** begin **
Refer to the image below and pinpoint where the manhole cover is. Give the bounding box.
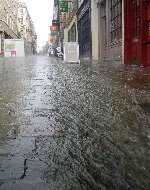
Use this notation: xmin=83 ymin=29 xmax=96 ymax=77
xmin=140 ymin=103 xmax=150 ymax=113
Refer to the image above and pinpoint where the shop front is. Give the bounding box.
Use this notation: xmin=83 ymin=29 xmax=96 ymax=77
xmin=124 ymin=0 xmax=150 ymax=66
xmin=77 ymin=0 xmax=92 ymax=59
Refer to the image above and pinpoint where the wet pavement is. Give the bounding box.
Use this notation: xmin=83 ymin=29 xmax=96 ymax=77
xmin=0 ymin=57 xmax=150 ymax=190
** end **
** begin **
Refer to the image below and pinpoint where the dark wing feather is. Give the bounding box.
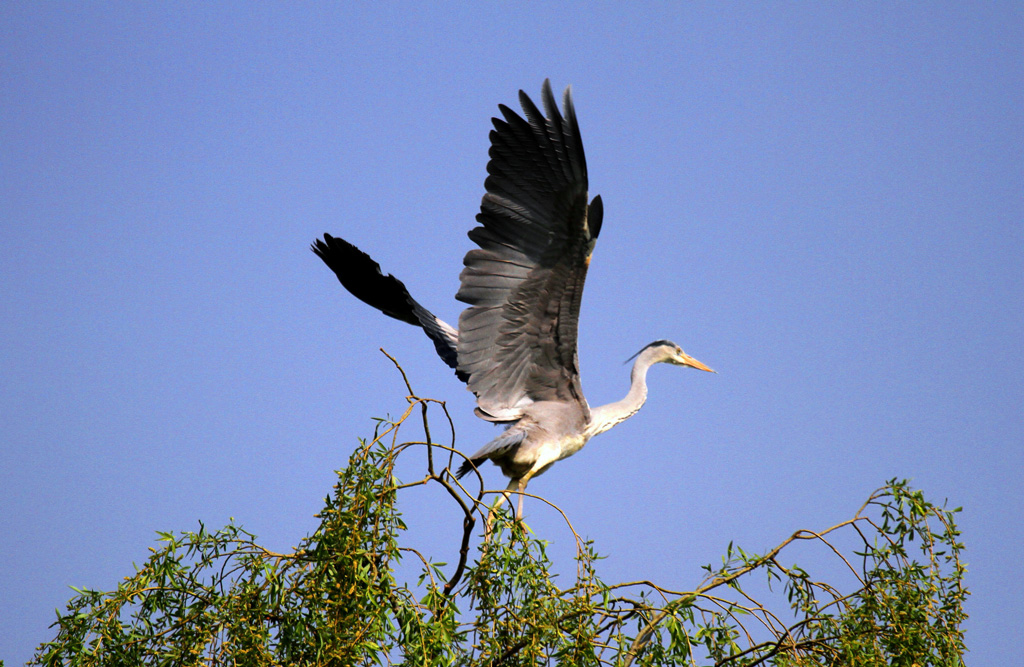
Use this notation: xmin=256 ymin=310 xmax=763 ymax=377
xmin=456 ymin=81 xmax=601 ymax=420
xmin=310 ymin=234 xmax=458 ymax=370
** end **
● **JOB**
Set out as a numbered list, with no blank lines, the lines of the material starting at the one that contains "Refer to the image above and pinpoint where the shop" and ending at the one that contains "xmin=0 ymin=57 xmax=150 ymax=190".

● **TASK ANSWER**
1. Refer to the image above and pinpoint where the shop front is. Give the bounding box.
2. Use this notation: xmin=83 ymin=29 xmax=96 ymax=77
3. xmin=124 ymin=0 xmax=150 ymax=66
4. xmin=77 ymin=0 xmax=92 ymax=59
5. Refer to the image above and pinpoint where the wet pavement is. Give the bounding box.
6. Use this notation: xmin=83 ymin=29 xmax=96 ymax=77
7. xmin=0 ymin=57 xmax=150 ymax=190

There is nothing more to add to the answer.